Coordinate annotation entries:
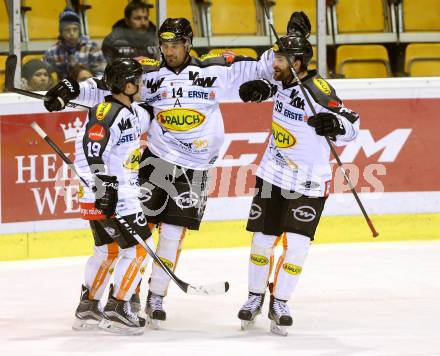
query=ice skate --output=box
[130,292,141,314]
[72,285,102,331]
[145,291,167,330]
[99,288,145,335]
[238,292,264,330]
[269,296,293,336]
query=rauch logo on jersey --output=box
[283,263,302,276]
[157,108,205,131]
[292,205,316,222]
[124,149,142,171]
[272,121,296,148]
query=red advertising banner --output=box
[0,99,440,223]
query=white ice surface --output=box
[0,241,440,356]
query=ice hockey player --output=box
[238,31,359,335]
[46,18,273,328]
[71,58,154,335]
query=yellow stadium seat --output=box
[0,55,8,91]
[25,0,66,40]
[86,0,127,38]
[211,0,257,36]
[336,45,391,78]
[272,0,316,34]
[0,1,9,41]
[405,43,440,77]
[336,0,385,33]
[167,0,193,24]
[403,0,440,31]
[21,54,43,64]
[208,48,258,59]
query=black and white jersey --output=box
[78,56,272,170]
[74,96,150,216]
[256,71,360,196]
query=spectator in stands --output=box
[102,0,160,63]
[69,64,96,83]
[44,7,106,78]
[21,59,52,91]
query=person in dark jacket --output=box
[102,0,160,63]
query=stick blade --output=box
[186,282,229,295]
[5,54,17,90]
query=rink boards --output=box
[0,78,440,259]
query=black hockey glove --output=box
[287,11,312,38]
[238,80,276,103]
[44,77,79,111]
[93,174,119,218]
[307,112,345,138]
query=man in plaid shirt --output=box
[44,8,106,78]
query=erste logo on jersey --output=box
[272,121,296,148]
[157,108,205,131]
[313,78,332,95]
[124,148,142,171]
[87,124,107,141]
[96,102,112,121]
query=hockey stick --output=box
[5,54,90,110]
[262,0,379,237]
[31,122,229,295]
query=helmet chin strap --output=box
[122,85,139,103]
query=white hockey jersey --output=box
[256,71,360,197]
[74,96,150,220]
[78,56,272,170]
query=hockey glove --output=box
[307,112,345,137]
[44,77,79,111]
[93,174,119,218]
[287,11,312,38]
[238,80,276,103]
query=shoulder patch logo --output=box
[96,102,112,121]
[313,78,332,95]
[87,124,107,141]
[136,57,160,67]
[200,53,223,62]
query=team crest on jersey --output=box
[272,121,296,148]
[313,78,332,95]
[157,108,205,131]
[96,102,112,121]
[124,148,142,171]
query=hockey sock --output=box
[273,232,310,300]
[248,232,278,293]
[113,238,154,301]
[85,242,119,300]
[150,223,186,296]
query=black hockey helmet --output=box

--

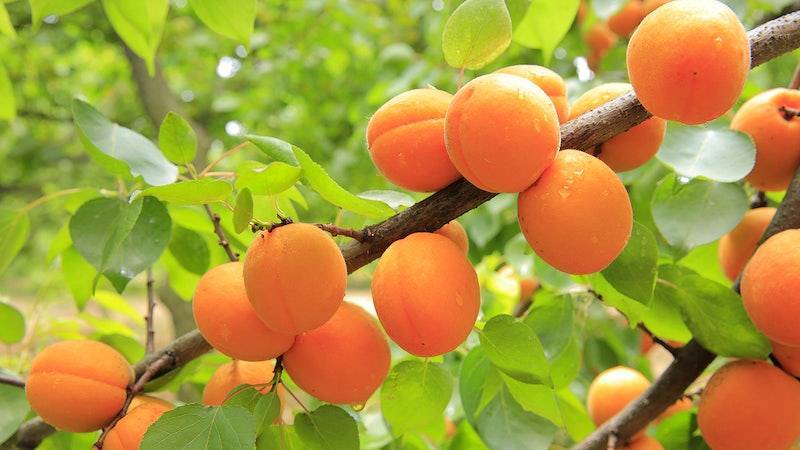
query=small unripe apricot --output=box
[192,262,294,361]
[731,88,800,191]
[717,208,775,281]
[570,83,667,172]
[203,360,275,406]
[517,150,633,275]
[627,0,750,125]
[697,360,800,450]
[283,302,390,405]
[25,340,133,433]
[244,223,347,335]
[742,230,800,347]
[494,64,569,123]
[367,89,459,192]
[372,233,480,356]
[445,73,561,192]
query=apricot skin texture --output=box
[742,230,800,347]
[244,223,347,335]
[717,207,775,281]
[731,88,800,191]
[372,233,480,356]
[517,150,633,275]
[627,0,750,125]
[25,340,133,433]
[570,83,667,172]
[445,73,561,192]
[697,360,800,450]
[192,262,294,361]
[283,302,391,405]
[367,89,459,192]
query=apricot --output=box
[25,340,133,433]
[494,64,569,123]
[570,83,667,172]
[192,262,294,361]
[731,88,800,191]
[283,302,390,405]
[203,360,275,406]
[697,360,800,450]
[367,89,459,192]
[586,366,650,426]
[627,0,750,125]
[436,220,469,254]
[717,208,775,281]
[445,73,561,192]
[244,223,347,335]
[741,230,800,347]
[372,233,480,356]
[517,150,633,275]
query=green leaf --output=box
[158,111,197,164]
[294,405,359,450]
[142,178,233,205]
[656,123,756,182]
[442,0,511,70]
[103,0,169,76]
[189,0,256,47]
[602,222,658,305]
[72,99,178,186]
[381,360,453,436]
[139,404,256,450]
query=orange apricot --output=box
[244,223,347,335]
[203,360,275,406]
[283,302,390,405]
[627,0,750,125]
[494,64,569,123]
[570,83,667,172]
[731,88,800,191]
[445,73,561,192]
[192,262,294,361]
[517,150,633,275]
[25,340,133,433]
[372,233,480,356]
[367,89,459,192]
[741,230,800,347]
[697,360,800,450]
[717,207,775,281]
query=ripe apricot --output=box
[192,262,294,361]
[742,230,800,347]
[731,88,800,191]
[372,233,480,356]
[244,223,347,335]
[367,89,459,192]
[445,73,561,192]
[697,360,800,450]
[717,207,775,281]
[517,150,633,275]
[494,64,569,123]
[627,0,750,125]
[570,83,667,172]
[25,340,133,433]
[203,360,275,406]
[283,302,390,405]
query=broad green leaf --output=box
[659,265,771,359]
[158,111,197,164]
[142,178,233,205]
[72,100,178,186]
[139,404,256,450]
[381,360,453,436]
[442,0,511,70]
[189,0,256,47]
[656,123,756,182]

- Exercise aim
Rewrite the rows starting at the line containing "query=black hockey glove --output=box" and ending at the line containing "[31,122,229,295]", changing "plaid" to "checkered" and leaving everything else as it is.

- Answer for this exercise
query=black hockey glove --output=box
[287,11,312,38]
[238,80,276,103]
[44,77,79,111]
[93,174,119,218]
[307,112,345,138]
query=man in checkered shirt --output=box
[44,8,106,78]
query=erste logo on jersey --output=box
[272,121,296,148]
[157,108,205,131]
[313,78,332,95]
[124,148,142,171]
[87,124,107,141]
[96,102,112,121]
query=hockey stick --output=box
[5,54,90,110]
[262,0,379,237]
[31,122,229,295]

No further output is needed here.